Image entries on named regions
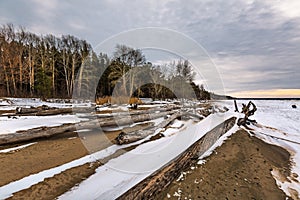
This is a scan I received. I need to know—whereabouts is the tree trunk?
[0,111,174,145]
[116,112,203,145]
[117,117,236,200]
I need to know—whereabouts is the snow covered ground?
[0,99,300,199]
[216,100,300,199]
[0,98,92,110]
[59,113,232,199]
[0,115,87,134]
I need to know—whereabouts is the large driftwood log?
[0,111,174,145]
[237,101,257,128]
[14,107,73,116]
[118,117,236,200]
[116,112,203,145]
[96,106,181,118]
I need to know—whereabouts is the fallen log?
[0,111,174,145]
[117,117,236,200]
[237,101,257,129]
[15,107,73,117]
[36,108,73,116]
[115,112,203,145]
[16,107,39,114]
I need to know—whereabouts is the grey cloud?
[0,0,300,95]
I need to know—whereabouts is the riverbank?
[157,130,290,200]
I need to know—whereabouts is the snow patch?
[0,142,36,153]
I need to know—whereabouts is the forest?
[0,24,210,99]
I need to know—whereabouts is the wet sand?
[0,128,296,200]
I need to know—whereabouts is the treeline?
[0,24,210,99]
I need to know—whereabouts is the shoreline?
[157,130,292,200]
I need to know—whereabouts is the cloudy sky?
[0,0,300,97]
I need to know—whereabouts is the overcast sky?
[0,0,300,97]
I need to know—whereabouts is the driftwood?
[0,111,174,145]
[115,112,203,145]
[234,100,240,112]
[96,106,180,118]
[118,117,236,200]
[14,106,73,116]
[237,101,257,128]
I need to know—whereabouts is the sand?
[0,131,296,200]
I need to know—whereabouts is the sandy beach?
[0,130,296,199]
[156,130,297,200]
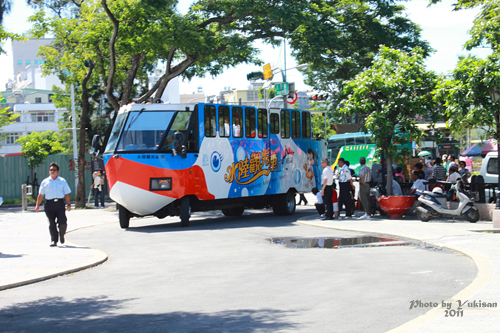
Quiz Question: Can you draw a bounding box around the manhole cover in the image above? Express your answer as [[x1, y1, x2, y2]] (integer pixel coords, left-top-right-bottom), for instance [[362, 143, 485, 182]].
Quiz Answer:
[[267, 236, 415, 249]]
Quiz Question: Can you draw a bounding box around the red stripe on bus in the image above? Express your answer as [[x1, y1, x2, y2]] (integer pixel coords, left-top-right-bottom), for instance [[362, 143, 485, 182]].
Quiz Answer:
[[106, 157, 215, 200]]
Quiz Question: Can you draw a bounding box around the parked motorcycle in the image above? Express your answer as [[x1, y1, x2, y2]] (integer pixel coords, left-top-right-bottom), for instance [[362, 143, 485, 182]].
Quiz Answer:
[[416, 178, 479, 223]]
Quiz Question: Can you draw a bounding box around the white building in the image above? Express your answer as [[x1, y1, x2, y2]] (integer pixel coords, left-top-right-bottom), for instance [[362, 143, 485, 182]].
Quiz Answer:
[[0, 89, 68, 155]]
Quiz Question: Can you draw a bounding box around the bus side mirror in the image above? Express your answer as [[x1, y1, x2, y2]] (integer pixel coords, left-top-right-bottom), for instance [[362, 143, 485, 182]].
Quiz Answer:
[[92, 134, 101, 156], [92, 134, 101, 150]]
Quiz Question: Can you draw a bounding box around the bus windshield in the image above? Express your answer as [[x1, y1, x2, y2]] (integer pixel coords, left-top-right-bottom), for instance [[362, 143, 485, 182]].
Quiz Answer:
[[115, 111, 175, 152]]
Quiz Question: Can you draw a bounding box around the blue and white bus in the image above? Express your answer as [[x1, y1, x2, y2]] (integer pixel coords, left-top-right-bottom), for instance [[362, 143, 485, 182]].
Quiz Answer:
[[100, 103, 327, 228]]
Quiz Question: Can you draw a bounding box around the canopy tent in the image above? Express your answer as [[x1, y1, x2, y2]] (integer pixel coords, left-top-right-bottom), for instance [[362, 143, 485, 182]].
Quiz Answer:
[[460, 141, 485, 156]]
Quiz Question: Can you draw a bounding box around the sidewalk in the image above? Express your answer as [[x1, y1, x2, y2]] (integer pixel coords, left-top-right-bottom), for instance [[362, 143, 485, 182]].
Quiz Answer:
[[0, 194, 500, 332], [0, 204, 118, 290]]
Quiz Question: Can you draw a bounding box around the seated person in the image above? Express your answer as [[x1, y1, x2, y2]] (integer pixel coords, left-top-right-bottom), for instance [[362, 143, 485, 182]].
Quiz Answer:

**Task goal:** Retype all of the rows above verbatim, leaving out the pictures.

**Answer to this problem:**
This is a scan I received. I need to know—whereabouts is the tree trunk?
[0,111,174,145]
[116,112,203,145]
[117,117,236,200]
I need to know—whereabouts is the snow covered ground?
[0,99,300,199]
[216,100,300,199]
[0,98,92,110]
[59,113,232,199]
[0,115,87,134]
I need to know—whereabouts is the large driftwood log?
[0,111,174,145]
[237,101,257,128]
[14,107,73,116]
[118,117,236,200]
[116,112,203,145]
[96,106,181,118]
I need to know—whereabouts is the fallen log?
[0,111,174,145]
[117,117,236,200]
[237,101,257,129]
[15,107,73,117]
[36,108,73,116]
[115,112,203,145]
[16,107,39,114]
I need to know—whereabouts is the grey cloud?
[0,0,300,95]
I need to know—whereabouts is the riverbank?
[157,130,290,200]
I need to know—whereabouts is the snow patch?
[0,142,36,153]
I need to know—whereabouts is the forest?
[0,24,210,99]
I need to know—whereabouts is the wet sand?
[0,128,296,200]
I need to know—whereabouts is the treeline?
[0,24,210,99]
I need to know—whereabouts is the shoreline?
[157,130,292,200]
I need to know—whereabouts is the cloudy sky?
[0,0,300,97]
I need to know—whereabouts is the overcast sky?
[0,0,300,97]
I need to know—whereabouts is the driftwood?
[0,111,174,145]
[115,112,203,145]
[234,100,240,112]
[96,106,180,118]
[118,117,236,200]
[14,106,73,116]
[237,101,257,128]
I need to know—whereabouts is the sand?
[0,131,296,200]
I need to know—whereabouts is the sandy beach?
[0,130,296,199]
[156,130,297,200]
Quiz Question: Can you draw a bounding box around the manhole cover in the image above? Express your answer as [[x1, y1, x2, y2]] (integer pixel coords, left-top-right-bottom), for instance [[362, 143, 485, 182]].
Quiz Answer:
[[267, 236, 415, 249]]
Quiz Question: Can you draw a bounding box around the red stripe on bus in the image above? Express your answer as [[x1, y1, x2, y2]] (integer pixel coords, left-top-right-bottom), for instance [[362, 143, 485, 182]].
Quiz Answer:
[[106, 157, 215, 200]]
Quiz Question: Can you draw a bounding box around the parked motorcycle in the image above? Express your answer as [[x1, y1, x2, y2]] (integer pixel coords, left-top-right-bottom), for instance [[362, 143, 485, 182]].
Quiz Answer:
[[416, 178, 479, 223]]
Quiz Question: Can you draw a bounding box around the white building in the image above? Express your answer as [[x1, y1, x2, y2]] (integer pixel coords, left-top-right-bottom), for instance [[362, 143, 485, 182]].
Quiz Answer:
[[0, 89, 68, 155]]
Quiz Question: Can you draw a bounding box around the bus side mirror in the image above? Express your answer as [[x1, y1, x2, y2]] (integer pixel coords, left-top-right-bottom), for instance [[362, 143, 485, 182]].
Quiz Answer:
[[92, 134, 101, 156], [92, 134, 101, 150]]
Quiz Question: Can you draw a bounding box around the bus windshield in the image above? Express your answer as [[x1, y1, x2, y2]] (integer pixel coords, left-top-right-bottom), for instance [[362, 143, 485, 182]].
Quiz Answer:
[[115, 111, 175, 152]]
Quiz Question: Can you draw a bounding box around the blue and white bus in the image above? Express your answer as [[x1, y1, x2, y2]] (integer pixel coords, left-top-right-bottom), for instance [[362, 143, 485, 182]].
Quiz Answer:
[[100, 103, 327, 228]]
Quiz Question: Can you draw a bounding box around the canopy tent in the image above? Express your answer as [[x1, y1, x2, y2]] (integer pixel coords, left-top-right-bottom), for instance [[362, 143, 485, 182]].
Quiz Answer:
[[460, 141, 485, 156]]
Quiz Question: Can you draw a bounding box around the sidewalk in the image above? Express your answer as [[x1, y1, x2, y2]] (integer pixel coords, left-top-right-bottom), for instance [[362, 143, 485, 182]].
Quiz Answer:
[[0, 194, 500, 332], [0, 204, 118, 290]]
Quiz Question: Can you draw a bounding box around the seated person in the image above? Express your answer as [[x1, y1, x2, y2]] (integer pixel coords, left-top-right-bottom), for instance [[362, 143, 485, 182]].
Quiz Answer:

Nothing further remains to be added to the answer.